1. Cyborg feminism and meta-humanism
Youth now have, for the most part, a digital identity as important and vulnerable to them as their physical identity. On the other hand, the current educational policy does not want to acknowledge this fact, nor does it want to explore it, leaving new generations navigating solo this new, uncharted territory. I think this is a disservice to the new generation, and, even though educators (and the educational institutions) are mostly not “digital natives,” we need to explore the digital space, and we need to take those spaces seriously. Educators and students may find pedagogical benefits in engaging with our students’ digital selves.
With that in mind, I have, for the past few years, explored some of the pedagogical possibilities that digital spaces may provide for creative processes. In this particular inquiry, I have concentrated on how using “swarm-like” structures may help with this pursuit.
2. Swarm Intelligence:
I became interested in swarm theory after a lecture from Dr. Simon Garnier at NJIT, where my students and I were participating in a STEAM session to expose scientists to artists and artists to scientists.
In acknowledging the influence of swarm intelligence principles, I also have to recognize that the impact is mostly metaphorical and exploratory, rather than scientific. There is scientific backing for the idea of humans behaving like a swarm and the capacity for humans to solve problems collectively better than the highest-performing individual in the group. Krause et al. define swarm intelligence this way, “Two or more individuals independently, or at least partially independently, acquire information and these different packages of information are combined and processed through social interaction, which provides a solution to a cognitive problem in a way that cannot be implemented by isolated individuals.”
A collection of research continues to explore the capacities and characteristics of human swarm intelligence. This research is mostly restricted to problem-solving and rarely applied to human creativity. I need to personally expand my knowledge of the current research in these two overlapping areas of human creativity and swarm intelligence.
Here are some of the principles that I have used in this experimentation:
Self-organization: Swarm intelligence and behavior is at its core decentralized. A swarm may follow a lead, but the power inherent in those moments of leadership is temporary and variable. The collective decides when leadership is needed and when it must move away. The collective is always in a fluid state of organization, skewing any settling of hierarchies. In my pedagogical experimentation, I have attempted to use anonymity in the exercises to simulate non-hierarchical self-organization.

#### [Supplied material]

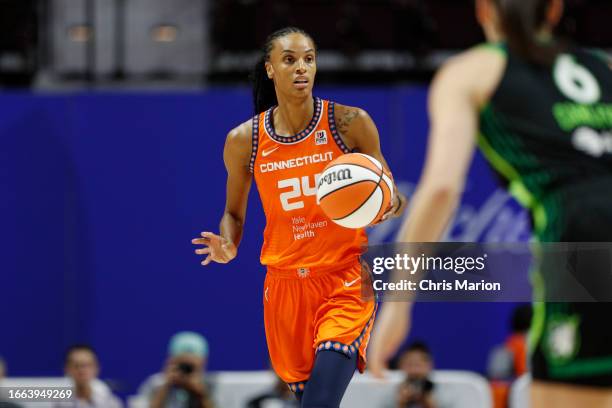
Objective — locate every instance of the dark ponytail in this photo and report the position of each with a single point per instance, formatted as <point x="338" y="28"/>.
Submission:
<point x="521" y="20"/>
<point x="264" y="94"/>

#### [What is needed]
According to the passage on swarm intelligence, where did the writer hear Dr. Simon Garnier's lecture? The lines above come from a separate source, not from the passage on swarm intelligence.

#### [Solution for this task]
At NJIT, during a STEAM session.